**TEXT EXCERPT:**
# # # # #
For parents of children diagnosed with attention deficit hyperactivity disorder, a new study delivers some uplifting news: Kids may outgrow it by their 18th birthday.
Researchers tracked 2,232 twins from England and Wales from ages 5 to 18 — 12 percent of whom had ADHD during childhood. Remarkably, 78 percent of those with ADHD in childhood didn’t have it once they hit adulthood. What’s more, by age 18, they didn’t suffer any more sleep problems than those never afflicted with the brain disorder — important, since children with ADHD seem more prone to sleep issues, according to the research team.
“Yes, by 18, they may be too old to spare their parents the wakeful nights, but parents want the best for their children and it will give many some welcome solace to know that things could improve in future,” writes study author Alice M. Gregory of the University of London, whose findings were published Tuesday in the Journal of Clinical Child & Adolescent Psychology.
Gregory acknowledges, however, the possibility that childhood sleep problems could be giving rise to ADHD in some cases. “There’s an element of what comes first: ADHD or sleeplessness? The story can be complex,” she adds in the article about her findings published on The Conversation.
To further understand the relationship between ADHD and sleep problems, the researchers also compared identical and non-identical twins to figure out how nature (one’s genes) and nurture (one’s environment) factor into the equation. Both components had nearly equal sway, meaning both ought to be considered in the quest to help prevent and resolve these issues in kids, according to Gregory.
The Centers for Disease Control and Prevention estimates that, as of 2011, 11 percent of children ages of 4 and 17 received an ADHD diagnosis.
# # # # #
**TASKS TO COMPLETE:**
A - Render this sentence from the ADHD study article into Spanish: "Gregory acknowledges, however, the possibility that childhood sleep problems could be giving rise to ADHD in some cases."
B - According to the ADHD study article, how many twins did the researchers track?
C - Reproduce the ADHD study article between "To further understand" and "an ADHD diagnosis.", inclusive.

Source data:
# # # # #
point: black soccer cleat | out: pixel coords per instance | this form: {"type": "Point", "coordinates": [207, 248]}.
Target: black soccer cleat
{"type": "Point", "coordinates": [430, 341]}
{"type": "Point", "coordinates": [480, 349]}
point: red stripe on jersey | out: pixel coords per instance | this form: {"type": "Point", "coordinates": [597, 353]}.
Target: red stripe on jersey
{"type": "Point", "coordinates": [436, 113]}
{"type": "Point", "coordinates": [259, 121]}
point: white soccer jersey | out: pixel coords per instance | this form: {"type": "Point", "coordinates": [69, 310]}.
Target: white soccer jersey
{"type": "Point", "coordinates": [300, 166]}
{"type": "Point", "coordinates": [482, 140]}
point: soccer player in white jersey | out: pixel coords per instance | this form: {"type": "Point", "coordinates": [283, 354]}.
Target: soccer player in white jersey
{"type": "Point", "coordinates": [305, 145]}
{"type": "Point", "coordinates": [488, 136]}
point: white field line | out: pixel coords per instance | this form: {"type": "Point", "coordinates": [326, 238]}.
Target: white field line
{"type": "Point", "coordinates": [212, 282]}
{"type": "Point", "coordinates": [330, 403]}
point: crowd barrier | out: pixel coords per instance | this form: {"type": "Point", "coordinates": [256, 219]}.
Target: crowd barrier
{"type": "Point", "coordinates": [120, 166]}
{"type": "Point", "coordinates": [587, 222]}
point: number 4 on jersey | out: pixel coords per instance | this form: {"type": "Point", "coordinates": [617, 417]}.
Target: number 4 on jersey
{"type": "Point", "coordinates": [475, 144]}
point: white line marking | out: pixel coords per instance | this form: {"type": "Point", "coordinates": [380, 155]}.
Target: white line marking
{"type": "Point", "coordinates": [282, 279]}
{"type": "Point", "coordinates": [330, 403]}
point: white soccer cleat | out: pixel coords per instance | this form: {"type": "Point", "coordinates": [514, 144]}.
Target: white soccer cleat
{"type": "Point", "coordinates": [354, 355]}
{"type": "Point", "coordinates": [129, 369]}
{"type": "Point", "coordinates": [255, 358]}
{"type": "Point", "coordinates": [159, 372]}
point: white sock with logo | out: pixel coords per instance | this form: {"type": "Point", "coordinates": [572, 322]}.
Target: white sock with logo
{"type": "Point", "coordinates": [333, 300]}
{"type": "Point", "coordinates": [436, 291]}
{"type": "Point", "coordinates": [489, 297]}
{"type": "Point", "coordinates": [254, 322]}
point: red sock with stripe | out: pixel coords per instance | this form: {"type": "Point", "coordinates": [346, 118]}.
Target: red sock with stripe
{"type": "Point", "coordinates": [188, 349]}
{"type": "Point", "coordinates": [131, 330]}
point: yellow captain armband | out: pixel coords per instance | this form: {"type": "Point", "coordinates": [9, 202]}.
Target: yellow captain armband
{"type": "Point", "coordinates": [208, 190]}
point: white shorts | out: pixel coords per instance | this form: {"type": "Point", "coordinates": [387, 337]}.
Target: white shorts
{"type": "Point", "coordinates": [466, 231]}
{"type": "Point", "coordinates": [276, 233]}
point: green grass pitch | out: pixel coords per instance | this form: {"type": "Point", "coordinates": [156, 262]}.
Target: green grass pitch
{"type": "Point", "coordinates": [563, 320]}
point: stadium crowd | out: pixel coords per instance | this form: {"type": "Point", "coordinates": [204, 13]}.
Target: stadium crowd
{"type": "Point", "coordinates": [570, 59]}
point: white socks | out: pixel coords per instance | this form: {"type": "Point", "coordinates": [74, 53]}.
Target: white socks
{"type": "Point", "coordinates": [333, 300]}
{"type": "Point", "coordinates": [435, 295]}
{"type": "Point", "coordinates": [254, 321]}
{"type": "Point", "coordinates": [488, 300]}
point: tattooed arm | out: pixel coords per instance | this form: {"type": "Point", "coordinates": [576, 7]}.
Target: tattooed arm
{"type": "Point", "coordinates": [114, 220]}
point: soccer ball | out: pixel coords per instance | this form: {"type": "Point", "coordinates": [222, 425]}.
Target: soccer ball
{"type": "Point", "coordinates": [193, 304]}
# # # # #
**RESULTS:**
A - Sin embargo, Gregory reconoce la posibilidad de que, en algunos casos, los problemas de sueño en la infancia puedan estar dando origen al TDAH.

B - 2,232 twins.

C -
To further understand the relationship between ADHD and sleep problems, the researchers also compared identical and non-identical twins to figure out how nature (one’s genes) and nurture (one’s environment) factor into the equation. Both components had nearly equal sway, meaning both ought to be considered in the quest to help prevent and resolve these issues in kids, according to Gregory.
The Centers for Disease Control and Prevention estimates that, as of 2011, 11 percent of children ages of 4 and 17 received an ADHD diagnosis.